Requirement:
Return every one of the rows below verbatim, reproducing each line character for character.
· · · · ·
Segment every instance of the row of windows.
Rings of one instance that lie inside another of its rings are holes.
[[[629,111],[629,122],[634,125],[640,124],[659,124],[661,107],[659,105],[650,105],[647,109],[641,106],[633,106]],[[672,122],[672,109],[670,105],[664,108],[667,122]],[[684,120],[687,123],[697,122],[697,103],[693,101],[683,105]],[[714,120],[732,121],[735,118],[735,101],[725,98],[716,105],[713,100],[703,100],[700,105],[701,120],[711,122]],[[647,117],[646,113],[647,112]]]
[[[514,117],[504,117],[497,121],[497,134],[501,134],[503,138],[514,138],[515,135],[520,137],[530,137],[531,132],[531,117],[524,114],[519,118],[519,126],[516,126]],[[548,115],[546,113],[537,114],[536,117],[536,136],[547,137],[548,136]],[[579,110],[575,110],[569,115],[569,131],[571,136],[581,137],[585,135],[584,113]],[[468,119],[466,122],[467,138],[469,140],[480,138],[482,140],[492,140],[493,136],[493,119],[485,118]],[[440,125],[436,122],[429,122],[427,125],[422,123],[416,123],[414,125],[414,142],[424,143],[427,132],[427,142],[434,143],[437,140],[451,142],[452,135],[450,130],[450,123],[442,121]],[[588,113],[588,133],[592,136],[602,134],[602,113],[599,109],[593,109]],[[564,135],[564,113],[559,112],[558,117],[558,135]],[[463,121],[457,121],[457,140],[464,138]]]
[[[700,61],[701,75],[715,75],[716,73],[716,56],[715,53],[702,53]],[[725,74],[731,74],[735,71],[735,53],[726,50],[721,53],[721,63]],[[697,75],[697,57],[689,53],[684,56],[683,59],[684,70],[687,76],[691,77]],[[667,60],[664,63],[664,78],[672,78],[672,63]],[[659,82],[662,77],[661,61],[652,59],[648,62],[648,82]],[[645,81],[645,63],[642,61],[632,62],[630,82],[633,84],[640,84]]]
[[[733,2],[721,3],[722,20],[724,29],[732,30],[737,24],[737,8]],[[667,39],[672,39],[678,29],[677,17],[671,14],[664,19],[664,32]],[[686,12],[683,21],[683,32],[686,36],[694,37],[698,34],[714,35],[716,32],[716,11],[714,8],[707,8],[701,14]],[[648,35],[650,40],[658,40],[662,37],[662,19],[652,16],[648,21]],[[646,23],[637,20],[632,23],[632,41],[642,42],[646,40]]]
· · · · ·
Correct output:
Segment every instance of the row of windows.
Rings of one instance that lie inside another of its rings are holes.
[[[629,111],[629,122],[634,125],[640,124],[659,124],[661,107],[659,105],[650,105],[647,109],[641,106],[633,106]],[[672,122],[672,109],[670,105],[664,108],[667,122]],[[684,120],[687,123],[697,122],[697,103],[693,101],[683,105]],[[714,120],[732,121],[735,118],[735,101],[725,98],[716,105],[713,100],[703,100],[700,105],[701,120],[711,122]],[[647,117],[646,113],[647,112]]]
[[[514,117],[504,117],[497,121],[497,134],[501,134],[503,138],[514,138],[515,135],[520,137],[530,137],[531,132],[531,117],[524,114],[519,118],[519,126],[516,126]],[[548,115],[546,113],[537,114],[536,117],[536,136],[547,137],[548,136]],[[579,110],[575,110],[569,115],[569,131],[571,136],[581,137],[585,135],[584,113]],[[468,119],[466,122],[467,138],[469,140],[480,138],[482,140],[492,140],[493,136],[493,119],[485,118]],[[440,125],[436,122],[429,122],[427,125],[422,123],[416,123],[414,125],[414,142],[424,143],[427,132],[427,142],[434,143],[437,140],[451,142],[452,135],[450,130],[450,123],[442,121]],[[588,113],[588,133],[592,136],[602,134],[602,113],[599,109],[593,109]],[[564,135],[564,113],[559,112],[558,117],[558,135]],[[463,121],[457,121],[457,140],[464,138]]]
[[[700,61],[701,75],[715,75],[716,73],[716,56],[715,53],[702,53]],[[725,74],[731,74],[735,71],[735,53],[726,50],[721,53],[721,63]],[[697,75],[697,57],[689,53],[684,56],[683,59],[684,70],[687,76],[691,77]],[[667,60],[664,63],[664,78],[672,78],[672,63]],[[659,82],[662,77],[661,61],[652,59],[648,62],[648,82]],[[645,81],[645,63],[642,61],[632,62],[630,82],[633,84],[640,84]]]
[[[733,2],[721,3],[722,20],[724,29],[732,30],[737,24],[737,8]],[[667,39],[672,39],[678,29],[677,17],[671,14],[664,19],[664,32]],[[686,12],[683,21],[683,32],[686,36],[694,37],[698,34],[714,35],[716,32],[716,11],[714,8],[707,8],[701,14]],[[648,35],[650,40],[658,40],[662,37],[662,19],[652,16],[648,21]],[[646,23],[637,20],[632,23],[632,41],[642,42],[646,40]]]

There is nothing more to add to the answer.